Exercise inputs:

----

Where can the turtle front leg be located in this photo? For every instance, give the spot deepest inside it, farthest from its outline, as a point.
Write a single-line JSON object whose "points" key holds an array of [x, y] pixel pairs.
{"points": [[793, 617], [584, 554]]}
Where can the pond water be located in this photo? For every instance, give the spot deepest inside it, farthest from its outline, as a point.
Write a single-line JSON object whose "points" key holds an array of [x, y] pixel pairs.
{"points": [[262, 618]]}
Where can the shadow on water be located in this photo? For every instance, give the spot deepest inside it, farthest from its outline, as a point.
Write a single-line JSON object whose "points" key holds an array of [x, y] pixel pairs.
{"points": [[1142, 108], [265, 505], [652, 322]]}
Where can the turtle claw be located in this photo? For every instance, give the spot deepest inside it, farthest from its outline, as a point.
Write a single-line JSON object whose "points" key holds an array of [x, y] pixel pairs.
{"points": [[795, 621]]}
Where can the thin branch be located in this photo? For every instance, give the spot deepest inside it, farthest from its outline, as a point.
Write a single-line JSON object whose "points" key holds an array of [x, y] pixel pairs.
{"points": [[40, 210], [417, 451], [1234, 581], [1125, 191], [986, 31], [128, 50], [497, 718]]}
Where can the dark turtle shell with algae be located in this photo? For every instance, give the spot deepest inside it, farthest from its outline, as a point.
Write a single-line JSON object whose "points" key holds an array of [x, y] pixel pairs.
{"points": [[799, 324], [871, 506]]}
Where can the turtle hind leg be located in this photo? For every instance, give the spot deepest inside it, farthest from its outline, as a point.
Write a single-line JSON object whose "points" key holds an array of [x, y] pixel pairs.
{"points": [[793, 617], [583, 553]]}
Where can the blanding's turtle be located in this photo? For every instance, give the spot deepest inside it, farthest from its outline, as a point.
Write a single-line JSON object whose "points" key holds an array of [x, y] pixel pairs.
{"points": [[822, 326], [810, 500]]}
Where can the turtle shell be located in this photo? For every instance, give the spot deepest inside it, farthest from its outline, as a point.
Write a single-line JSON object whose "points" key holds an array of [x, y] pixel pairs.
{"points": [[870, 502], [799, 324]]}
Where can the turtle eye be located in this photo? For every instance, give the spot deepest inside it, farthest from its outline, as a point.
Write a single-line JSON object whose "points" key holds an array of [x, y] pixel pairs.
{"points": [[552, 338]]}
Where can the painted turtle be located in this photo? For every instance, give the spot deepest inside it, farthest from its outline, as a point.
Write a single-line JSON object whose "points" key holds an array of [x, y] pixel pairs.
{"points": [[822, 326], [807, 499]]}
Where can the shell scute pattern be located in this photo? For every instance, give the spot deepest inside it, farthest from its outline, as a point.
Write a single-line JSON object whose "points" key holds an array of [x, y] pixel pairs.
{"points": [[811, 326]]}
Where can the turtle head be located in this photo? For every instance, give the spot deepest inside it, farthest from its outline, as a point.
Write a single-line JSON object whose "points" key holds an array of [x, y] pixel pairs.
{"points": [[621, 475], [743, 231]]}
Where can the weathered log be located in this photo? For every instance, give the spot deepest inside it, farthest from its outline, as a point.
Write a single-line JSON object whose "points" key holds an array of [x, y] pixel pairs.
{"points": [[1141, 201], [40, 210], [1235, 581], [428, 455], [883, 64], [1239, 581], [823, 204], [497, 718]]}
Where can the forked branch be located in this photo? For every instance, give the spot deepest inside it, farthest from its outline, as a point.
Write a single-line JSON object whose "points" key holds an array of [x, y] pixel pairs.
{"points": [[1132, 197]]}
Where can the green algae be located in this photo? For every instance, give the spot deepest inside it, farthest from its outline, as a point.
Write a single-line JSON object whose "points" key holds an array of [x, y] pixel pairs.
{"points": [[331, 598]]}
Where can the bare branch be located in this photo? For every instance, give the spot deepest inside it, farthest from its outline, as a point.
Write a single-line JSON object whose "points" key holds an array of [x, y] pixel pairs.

----

Do this: Arrange every item above as a numbered list, leaving out any blank lines.

Written solution:
1. Where can the turtle front leg be located in this photo? For every instance, give the spot deepest inside it, farthest from its outline, as a point.
2. Write a single-line JSON object whose "points" key holds an array of [x, y] pixel pairs.
3. {"points": [[793, 617], [584, 554]]}
4. Where can the pond water be located in this photo? For every instance, give the spot deepest inside it, farthest from its outline, as a point.
5. Write a single-line JSON object whose "points" key holds an array of [x, y] pixel pairs.
6. {"points": [[262, 618]]}
7. Where can the shadow on water be located in this photo? For every instance, give the spot deepest inside it, farthest from its outline, as a point.
8. Write a single-line JSON object whose "points" key holds an array of [x, y] pixel pairs.
9. {"points": [[1142, 108], [265, 505], [652, 322]]}
10. Where can the turtle claw be located in this photo? For every instance, give the spot deepest inside it, farthest from its outline, as a point.
11. Write a single-line JSON object whose "points" key holds an array of [x, y] pixel pairs.
12. {"points": [[795, 621]]}
13. Where can the thin branch be located in this photo? For every instance, give the spot deepest inside it, farthest from its outline, as a point.
14. Write a single-line JSON object whose "points" key holds an array of [x, y] pixel pairs.
15. {"points": [[40, 210], [417, 451], [1234, 581], [1125, 191], [986, 31], [128, 50], [497, 718]]}
16. Where can the dark turtle shell with algae be located in this photo? For every instance, give the spot deepest inside it, farthest from its outline, as a point.
17. Write a single-line JSON object whose "points" key holds an array of [x, y] pixel pairs.
18. {"points": [[799, 324], [871, 506]]}
19. Where can the turtle hind leg be located in this photo? For every instance, give the spot deepest inside it, farthest from its outline, as a point.
20. Write a single-line JSON object whose "points" key holds an array of [x, y] pixel pairs.
21. {"points": [[793, 617], [583, 553]]}
22. Where can the blanding's turtle be located in this photo? For every instance, give the spot deepest inside it, farthest from its outline, as a point.
23. Write a single-line JSON object whose "points" key holds an array of [x, y] pixel pairs.
24. {"points": [[822, 326], [810, 500]]}
25. Where can the turtle shell be located in this photo? For every instance, give the spot deepest inside it, farthest from its outline, as a point.
26. Write a single-line JSON object whose "points" key holds an array of [x, y] pixel pairs.
27. {"points": [[870, 502], [799, 324]]}
28. Where can the turtle eye be located in this photo? For every instance, give the spot deepest inside it, farthest from its outline, as a point.
29. Write a single-line JSON object whose "points" key holds an array of [x, y] pixel pairs.
30. {"points": [[552, 338]]}
31. Where can the painted turtle be located in this photo? For every instance, give the spot deepest inside it, farthest from its outline, as a point.
32. Write a single-line JSON object whose "points" key holds an array of [x, y] pixel pairs.
33. {"points": [[822, 326], [807, 499]]}
34. Where can the shell scute pattern be located in this photo? For every instance, give the spot deepest inside it, farthest from its outline, as a point.
35. Write a single-line JSON object whose "points" key holds an array of [x, y] pixel pairs.
36. {"points": [[811, 326]]}
37. Where can the turtle head be located in this photo? For every instance, give the spot deepest inside it, farthest from its outline, as a point.
38. Write a single-line JSON object whose "points" key holds an array of [x, y] pixel pairs.
39. {"points": [[621, 475], [743, 231]]}
40. Where can the weathered log be located in this photo? For every instance, give the spot deepest inside it, farthest from its outline, as a point.
41. Write a single-line JSON object whose "points" key holds an array of [x, y] pixel pairs.
42. {"points": [[1141, 201], [40, 210], [1235, 581], [428, 455], [883, 64], [1239, 581], [823, 204], [497, 718]]}
43. Where can the forked branch be located in this photo? For every instance, give the spot deepest inside it, farthest from its outline, as a point.
44. Write a single-line JSON object whose "points" key holds an array of [x, y] pixel pairs.
45. {"points": [[1132, 197]]}
46. Where can the green algae be located in this photo? For every instance, give the spot deepest inside it, farthest from its outline, as a point.
47. Write a single-line JSON object whose "points" key holds an array of [x, y] pixel pairs.
48. {"points": [[331, 598]]}
49. Where can the bare branch be located in this photo? For every instance, give the spot deepest inside it, farthest from its outline, as a point.
50. Write a single-line JSON object whose "points" key holds an array of [x, y] pixel pairs.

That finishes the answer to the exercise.